EXERCISE PROMPT
Please reproduce the shock absorber forum excerpt between "Everyone is assuming" and "like the Mustangs.", inclusive.
*** Opening SOURCE EXTRACT ***
You mentioned extended shock length of 15.2” and 4.1” stroke. Are these the 4.1” stroke shocks with the 1” extended eyelet mounts (15.230” extended length) ? Do you recommend these shocks for both front and rear applications ?

Yes, you are correct. These are perfect for front or back with the correct spring rate and dampening setting.

I have QA1 single adjustable on the Panetra and double on the GT40, I wanted the extra flexibility on the latter as it handled terribly with the Spax when I got it, but honestly in 15 years of ownership of the Pantera I have only corner weighted and adjusted the settings once, so I don't think there's a lot of advantage to the double adjustable on a street car.

The double adjustable QA1 part numbers are DD501 (bushing) or DD502 (Poly), single adjustable DS501 and DS502 respectively. The bushed shocks will require a spacer either side of the eye and most aftermarket shocks will have a 1/2" dia eye, not a 12 mm (0.471") Pantera shock bolt dia.) so there is a slight mismatch that the stepped spacers take up. I can send a drawing if you go that route and need to get the spacers made up. You can of course drill out the shock mounts and use a 1/2" dia bolt. I am running 550/450# spring rates on the GT5 in 12" length and would opt for 450/350 initially on the L when I get to it. Springs are $65 ea so not terrible cost if you want to play around with a couple spring rates. The GT5 fronts are set at their lowest height so I could probably get a way with a 10" spring and little bit more preload.

I noticed the difference in wheel well height openings on my car as well. The right front is also the most likely on my car to tick the front of the fender opening on the right side.

Everyone is assuming that there was an issue with the chassis jig being off but it may also be that the left and right fenders are not exact mirror images of each other?

I have also seen that on other low production cars and even mass produced like the Mustangs.
*** Closing SOURCE EXTRACT ***
*** Opening DATA FOR REVIEW ***
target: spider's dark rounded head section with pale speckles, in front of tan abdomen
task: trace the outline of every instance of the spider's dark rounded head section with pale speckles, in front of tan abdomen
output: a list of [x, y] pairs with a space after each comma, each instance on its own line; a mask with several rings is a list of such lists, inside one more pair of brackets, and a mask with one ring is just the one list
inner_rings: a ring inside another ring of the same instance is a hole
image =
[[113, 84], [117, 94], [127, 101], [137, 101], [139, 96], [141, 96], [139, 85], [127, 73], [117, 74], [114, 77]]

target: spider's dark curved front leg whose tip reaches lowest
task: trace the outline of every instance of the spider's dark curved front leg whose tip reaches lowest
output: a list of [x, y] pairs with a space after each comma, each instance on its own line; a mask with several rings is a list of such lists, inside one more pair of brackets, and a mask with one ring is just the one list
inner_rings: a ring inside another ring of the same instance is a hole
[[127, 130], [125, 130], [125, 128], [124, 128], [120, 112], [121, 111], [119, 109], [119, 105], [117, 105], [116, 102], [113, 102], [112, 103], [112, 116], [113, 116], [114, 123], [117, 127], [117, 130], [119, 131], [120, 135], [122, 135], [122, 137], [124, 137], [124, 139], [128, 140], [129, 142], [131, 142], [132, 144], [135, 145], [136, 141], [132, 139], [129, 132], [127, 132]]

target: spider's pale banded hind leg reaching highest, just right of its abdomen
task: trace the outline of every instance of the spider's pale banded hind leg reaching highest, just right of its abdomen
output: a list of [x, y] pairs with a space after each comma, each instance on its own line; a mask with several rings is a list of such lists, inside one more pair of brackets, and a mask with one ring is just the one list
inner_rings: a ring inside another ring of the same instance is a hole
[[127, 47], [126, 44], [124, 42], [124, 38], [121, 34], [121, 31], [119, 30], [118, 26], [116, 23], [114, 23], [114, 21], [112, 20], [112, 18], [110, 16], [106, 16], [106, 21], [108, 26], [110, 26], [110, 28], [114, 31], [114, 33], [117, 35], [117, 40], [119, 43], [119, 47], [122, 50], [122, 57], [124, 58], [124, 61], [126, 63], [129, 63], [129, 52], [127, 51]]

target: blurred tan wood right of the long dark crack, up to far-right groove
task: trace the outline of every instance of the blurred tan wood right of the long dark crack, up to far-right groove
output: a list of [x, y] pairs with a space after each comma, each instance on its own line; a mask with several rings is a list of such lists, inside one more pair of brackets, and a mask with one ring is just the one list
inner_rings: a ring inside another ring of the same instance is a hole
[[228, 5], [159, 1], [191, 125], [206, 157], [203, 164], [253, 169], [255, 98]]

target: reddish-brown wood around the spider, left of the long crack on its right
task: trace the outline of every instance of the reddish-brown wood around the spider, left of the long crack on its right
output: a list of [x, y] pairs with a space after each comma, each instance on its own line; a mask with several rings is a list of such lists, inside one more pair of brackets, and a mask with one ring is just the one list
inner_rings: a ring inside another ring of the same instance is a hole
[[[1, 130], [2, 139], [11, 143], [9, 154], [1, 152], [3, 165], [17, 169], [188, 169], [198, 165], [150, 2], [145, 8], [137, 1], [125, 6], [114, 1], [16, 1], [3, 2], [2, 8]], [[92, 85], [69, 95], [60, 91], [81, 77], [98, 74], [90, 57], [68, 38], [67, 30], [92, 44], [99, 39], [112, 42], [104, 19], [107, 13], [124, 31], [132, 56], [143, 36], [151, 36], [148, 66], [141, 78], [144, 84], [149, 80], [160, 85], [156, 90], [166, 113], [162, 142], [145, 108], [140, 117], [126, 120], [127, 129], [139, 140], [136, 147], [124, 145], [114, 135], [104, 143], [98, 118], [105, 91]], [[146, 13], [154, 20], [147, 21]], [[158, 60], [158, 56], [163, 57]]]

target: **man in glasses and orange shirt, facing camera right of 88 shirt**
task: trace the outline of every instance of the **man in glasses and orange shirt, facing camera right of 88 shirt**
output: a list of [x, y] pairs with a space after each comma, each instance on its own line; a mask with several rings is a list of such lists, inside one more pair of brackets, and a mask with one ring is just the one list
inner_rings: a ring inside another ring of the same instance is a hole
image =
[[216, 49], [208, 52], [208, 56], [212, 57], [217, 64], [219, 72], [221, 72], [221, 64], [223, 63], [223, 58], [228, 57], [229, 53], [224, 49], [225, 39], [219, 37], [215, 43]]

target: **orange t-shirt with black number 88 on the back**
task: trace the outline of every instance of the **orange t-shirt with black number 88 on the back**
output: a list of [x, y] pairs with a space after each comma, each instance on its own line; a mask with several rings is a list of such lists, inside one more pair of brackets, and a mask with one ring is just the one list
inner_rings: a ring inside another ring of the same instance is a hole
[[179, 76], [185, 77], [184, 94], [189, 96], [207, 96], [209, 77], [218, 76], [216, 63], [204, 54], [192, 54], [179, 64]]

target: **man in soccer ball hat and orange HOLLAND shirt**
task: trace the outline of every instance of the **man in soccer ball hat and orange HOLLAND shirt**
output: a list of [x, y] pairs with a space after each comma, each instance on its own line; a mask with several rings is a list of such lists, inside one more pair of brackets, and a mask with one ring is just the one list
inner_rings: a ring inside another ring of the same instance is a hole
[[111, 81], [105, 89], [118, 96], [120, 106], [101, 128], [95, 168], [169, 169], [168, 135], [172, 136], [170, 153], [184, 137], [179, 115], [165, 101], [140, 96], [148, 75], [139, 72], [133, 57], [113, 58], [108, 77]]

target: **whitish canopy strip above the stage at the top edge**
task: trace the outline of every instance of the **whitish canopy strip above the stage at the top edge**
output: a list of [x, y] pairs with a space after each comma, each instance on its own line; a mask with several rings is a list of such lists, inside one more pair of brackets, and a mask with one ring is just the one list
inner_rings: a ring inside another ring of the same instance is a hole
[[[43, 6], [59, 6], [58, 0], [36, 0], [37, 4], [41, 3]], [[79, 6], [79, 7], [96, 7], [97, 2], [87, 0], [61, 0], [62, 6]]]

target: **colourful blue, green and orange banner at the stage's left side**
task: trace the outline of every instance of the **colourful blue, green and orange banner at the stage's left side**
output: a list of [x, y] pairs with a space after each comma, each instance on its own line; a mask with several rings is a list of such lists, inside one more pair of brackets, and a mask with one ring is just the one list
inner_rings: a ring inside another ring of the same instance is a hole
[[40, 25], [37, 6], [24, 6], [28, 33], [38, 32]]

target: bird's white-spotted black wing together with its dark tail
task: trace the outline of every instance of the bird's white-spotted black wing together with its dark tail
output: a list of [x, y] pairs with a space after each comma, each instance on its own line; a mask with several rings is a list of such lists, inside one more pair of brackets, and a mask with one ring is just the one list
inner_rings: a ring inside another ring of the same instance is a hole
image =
*** Closing DATA FOR REVIEW ***
*** Opening DATA FOR REVIEW ***
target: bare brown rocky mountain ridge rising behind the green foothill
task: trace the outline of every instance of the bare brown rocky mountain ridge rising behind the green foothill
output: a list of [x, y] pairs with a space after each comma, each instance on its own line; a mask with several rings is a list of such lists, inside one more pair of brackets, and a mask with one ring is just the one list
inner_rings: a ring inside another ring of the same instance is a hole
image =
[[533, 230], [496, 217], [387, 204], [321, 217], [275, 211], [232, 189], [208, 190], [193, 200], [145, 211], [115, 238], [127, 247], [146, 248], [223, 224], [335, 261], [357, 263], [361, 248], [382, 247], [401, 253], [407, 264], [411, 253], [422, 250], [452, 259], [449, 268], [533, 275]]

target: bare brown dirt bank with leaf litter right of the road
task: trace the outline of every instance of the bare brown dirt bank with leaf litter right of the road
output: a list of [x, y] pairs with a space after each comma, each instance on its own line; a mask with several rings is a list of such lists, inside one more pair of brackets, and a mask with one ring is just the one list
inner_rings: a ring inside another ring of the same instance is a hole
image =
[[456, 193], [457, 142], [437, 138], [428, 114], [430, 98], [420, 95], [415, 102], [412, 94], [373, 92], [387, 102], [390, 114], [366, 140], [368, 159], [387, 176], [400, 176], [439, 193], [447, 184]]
*** Closing DATA FOR REVIEW ***
*** Opening DATA FOR REVIEW ***
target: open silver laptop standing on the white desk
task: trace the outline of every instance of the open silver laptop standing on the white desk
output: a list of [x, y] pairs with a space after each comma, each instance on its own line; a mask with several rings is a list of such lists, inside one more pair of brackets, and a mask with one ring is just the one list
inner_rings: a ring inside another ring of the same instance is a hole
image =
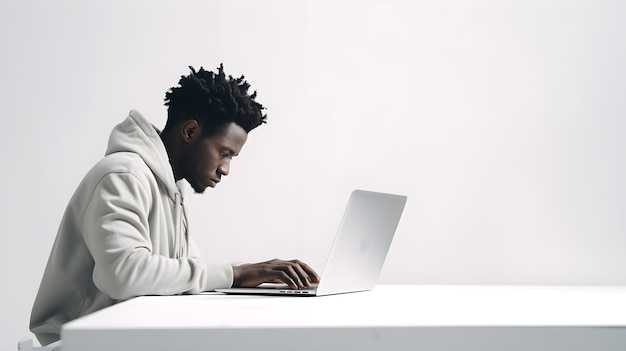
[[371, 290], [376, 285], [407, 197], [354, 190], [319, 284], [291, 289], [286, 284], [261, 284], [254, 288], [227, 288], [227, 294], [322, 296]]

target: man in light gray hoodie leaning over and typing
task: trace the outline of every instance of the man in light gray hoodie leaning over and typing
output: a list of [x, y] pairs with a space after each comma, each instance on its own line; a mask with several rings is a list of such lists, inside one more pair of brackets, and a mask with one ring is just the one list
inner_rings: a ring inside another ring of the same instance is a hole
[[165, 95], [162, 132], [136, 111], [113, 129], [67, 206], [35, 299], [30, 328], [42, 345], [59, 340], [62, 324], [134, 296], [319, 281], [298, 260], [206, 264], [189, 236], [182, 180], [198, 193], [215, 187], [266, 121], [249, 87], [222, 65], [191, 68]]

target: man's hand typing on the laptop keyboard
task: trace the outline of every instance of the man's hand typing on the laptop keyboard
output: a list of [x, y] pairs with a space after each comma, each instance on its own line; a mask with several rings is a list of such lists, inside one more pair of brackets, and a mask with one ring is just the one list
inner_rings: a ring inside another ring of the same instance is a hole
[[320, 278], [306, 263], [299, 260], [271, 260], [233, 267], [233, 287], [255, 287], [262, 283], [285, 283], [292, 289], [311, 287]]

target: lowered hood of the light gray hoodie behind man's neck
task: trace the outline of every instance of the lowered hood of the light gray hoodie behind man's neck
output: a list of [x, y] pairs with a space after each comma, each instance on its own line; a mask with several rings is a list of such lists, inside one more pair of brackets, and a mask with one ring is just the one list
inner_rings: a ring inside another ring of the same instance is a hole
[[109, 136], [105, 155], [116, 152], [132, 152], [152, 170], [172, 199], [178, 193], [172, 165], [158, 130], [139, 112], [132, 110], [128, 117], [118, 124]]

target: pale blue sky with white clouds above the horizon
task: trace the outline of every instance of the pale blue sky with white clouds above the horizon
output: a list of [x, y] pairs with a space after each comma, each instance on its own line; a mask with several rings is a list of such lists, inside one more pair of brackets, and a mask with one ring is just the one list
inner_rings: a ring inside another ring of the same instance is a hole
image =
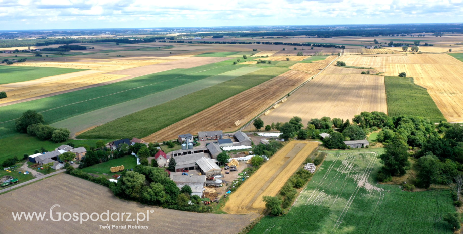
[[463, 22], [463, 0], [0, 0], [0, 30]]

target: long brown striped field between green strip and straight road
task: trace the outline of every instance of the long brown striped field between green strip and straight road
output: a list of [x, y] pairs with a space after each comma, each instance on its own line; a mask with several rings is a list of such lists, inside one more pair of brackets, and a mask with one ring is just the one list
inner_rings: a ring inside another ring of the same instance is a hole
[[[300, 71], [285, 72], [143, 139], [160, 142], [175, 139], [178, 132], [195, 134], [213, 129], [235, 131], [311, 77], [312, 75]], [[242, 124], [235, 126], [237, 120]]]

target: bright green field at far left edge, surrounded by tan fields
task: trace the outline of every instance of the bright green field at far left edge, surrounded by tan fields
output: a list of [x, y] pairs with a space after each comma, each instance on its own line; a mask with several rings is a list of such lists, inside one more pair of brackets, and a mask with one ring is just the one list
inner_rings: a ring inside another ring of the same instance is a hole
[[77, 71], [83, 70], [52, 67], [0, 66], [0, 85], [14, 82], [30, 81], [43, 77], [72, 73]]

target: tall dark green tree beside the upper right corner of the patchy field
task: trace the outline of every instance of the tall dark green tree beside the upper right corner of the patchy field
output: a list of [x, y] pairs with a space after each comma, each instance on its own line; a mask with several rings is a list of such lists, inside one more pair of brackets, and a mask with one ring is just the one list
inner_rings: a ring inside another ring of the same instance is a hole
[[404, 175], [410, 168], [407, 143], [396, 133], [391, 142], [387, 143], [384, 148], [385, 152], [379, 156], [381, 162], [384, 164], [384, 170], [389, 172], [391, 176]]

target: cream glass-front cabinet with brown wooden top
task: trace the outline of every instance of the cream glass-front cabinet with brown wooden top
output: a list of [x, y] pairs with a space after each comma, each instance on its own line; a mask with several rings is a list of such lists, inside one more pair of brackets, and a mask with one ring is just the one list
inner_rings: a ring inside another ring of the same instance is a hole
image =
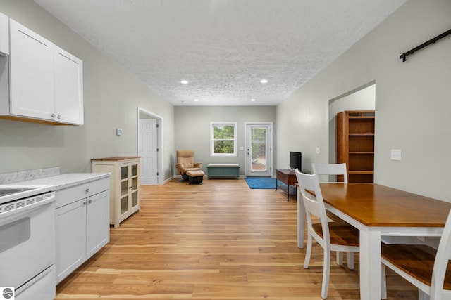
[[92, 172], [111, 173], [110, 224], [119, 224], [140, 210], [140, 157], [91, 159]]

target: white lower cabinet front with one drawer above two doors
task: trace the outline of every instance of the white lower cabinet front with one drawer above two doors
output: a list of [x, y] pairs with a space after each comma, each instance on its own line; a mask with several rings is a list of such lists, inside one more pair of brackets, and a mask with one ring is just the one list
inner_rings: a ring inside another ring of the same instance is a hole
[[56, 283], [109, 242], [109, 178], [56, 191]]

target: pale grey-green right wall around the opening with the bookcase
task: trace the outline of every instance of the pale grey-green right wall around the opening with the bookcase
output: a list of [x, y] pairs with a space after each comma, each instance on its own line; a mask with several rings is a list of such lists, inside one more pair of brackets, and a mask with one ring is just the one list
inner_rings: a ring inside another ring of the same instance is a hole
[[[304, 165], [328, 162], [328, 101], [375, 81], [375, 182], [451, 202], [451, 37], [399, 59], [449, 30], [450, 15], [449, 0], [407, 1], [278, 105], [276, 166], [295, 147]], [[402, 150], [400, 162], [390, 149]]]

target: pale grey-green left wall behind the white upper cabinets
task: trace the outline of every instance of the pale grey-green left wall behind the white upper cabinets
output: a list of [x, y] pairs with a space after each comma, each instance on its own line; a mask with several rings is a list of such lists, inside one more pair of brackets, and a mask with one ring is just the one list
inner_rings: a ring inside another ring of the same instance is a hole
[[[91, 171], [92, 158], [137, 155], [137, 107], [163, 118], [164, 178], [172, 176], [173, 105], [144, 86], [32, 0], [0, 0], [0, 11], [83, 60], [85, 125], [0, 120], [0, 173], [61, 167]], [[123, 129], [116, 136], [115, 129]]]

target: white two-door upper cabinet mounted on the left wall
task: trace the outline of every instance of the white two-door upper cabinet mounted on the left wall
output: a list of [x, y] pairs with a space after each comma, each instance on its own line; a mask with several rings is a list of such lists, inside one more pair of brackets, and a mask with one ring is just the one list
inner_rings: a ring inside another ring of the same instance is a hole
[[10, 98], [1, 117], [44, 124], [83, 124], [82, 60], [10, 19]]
*** Closing DATA FOR REVIEW ***
PROBLEM SOLUTION
Everyone is assuming that there was an issue with the chassis jig being off but it may also be that the left and right fenders are not exact mirror images of each other?

I have also seen that on other low production cars and even mass produced like the Mustangs.